■ **Task description**
Begin at the line that holds "point: stone pedestal" and copy each line exactly until the data below ends, including that last line but no pictures.

■ **Data provided**
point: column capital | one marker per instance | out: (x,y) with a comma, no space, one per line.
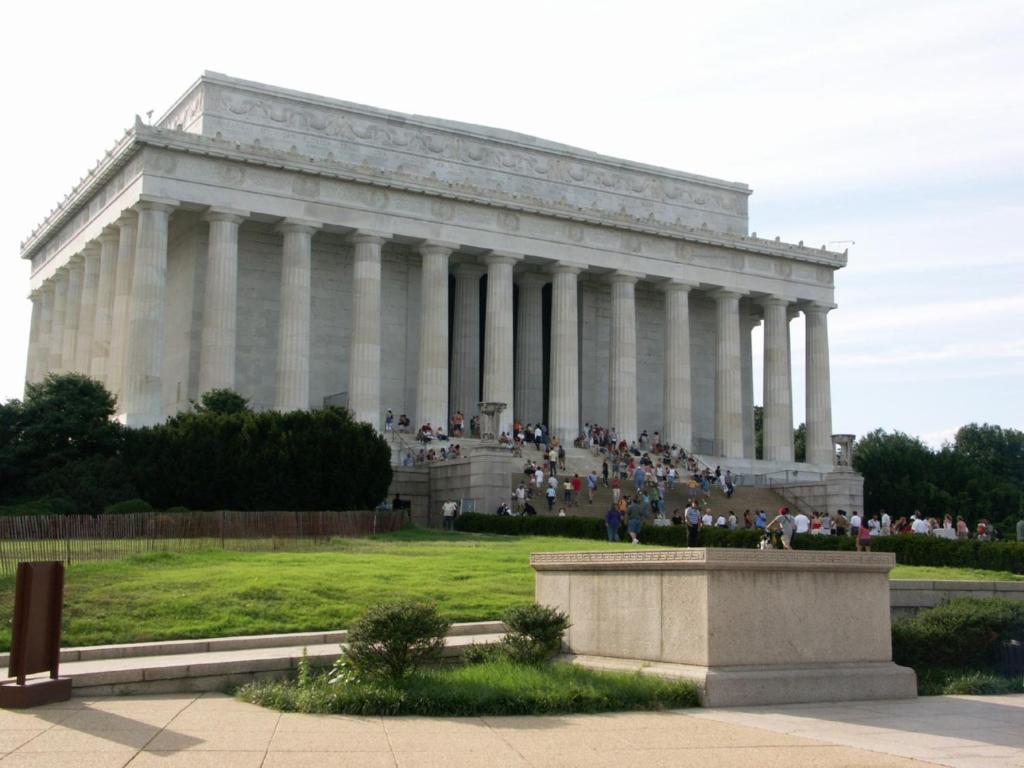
(538,280)
(154,203)
(565,267)
(501,257)
(368,238)
(816,307)
(303,226)
(773,300)
(230,215)
(726,294)
(111,235)
(674,285)
(436,248)
(469,269)
(625,276)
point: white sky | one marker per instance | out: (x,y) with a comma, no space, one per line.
(898,125)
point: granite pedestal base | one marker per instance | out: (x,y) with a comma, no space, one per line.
(751,627)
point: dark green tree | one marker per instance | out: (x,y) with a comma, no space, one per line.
(221,401)
(61,442)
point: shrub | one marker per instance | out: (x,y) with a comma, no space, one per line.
(535,633)
(966,634)
(391,640)
(961,683)
(130,507)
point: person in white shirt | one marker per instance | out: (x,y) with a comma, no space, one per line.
(803,522)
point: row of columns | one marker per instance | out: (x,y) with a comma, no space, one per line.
(103,312)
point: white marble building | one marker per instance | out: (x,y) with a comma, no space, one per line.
(297,248)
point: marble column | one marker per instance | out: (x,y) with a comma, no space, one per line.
(73,308)
(728,377)
(432,376)
(55,353)
(220,301)
(529,348)
(365,358)
(623,357)
(563,397)
(87,313)
(104,305)
(777,382)
(748,323)
(819,442)
(466,341)
(32,363)
(678,397)
(144,353)
(293,325)
(499,371)
(128,235)
(42,365)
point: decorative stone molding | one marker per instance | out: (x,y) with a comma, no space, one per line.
(707,559)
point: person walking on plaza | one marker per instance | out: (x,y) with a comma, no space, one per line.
(636,520)
(612,521)
(784,523)
(692,517)
(448,514)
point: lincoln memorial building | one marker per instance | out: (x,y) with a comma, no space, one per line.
(303,250)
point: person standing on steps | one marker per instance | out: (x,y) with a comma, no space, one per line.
(612,521)
(692,517)
(448,513)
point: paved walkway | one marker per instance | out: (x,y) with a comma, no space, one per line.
(215,730)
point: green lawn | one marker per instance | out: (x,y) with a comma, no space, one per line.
(933,573)
(215,593)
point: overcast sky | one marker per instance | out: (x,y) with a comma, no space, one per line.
(897,125)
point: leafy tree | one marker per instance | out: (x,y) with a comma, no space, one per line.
(800,443)
(221,401)
(60,442)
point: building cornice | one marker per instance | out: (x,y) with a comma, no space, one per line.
(143,135)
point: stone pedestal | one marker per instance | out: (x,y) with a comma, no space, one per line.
(751,627)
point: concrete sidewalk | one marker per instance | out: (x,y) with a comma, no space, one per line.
(198,730)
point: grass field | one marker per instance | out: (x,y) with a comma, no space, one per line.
(216,593)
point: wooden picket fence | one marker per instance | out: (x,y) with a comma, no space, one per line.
(78,538)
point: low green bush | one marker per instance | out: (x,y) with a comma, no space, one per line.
(964,634)
(961,683)
(130,507)
(390,641)
(909,550)
(499,687)
(535,633)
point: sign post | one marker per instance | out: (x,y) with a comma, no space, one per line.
(35,642)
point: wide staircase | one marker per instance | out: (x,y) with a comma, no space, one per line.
(582,461)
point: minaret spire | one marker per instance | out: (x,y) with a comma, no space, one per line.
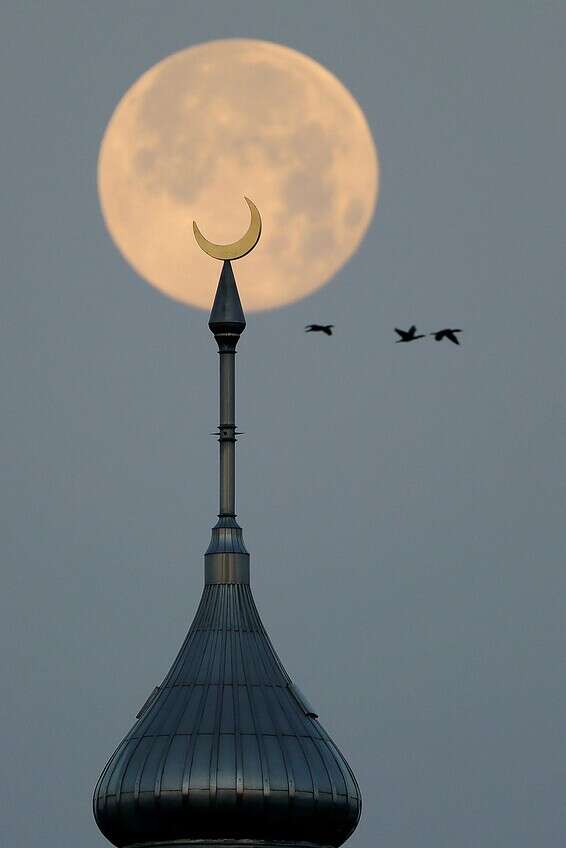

■ **Solution**
point: stone pedestal | one marker per instance | out: (x,y) with a comma, no space, one per line.
(751,627)
point: concrete sidewalk | one marker per instance | out: (x,y) with a comma, no space, one per line.
(198,730)
point: grass field | one marker per instance | out: (x,y) with a comma, no space, one per line.
(216,593)
point: wooden picket fence | one marker per instance | out: (x,y) with a comma, no space, one per line.
(78,538)
point: low green bush | one marker per instance | out: (x,y) with a comma, no space, one per line.
(964,634)
(961,683)
(130,507)
(390,641)
(909,550)
(499,687)
(535,633)
point: sign post | one marker per instance | out: (x,y) with a comma, no space, one per line.
(35,642)
point: wide staircase | one marker per instance | out: (x,y) with a comma, no space, one per line.
(582,461)
point: minaret spire | one marker per instance | out: (x,y) with a comma, no space, one per line.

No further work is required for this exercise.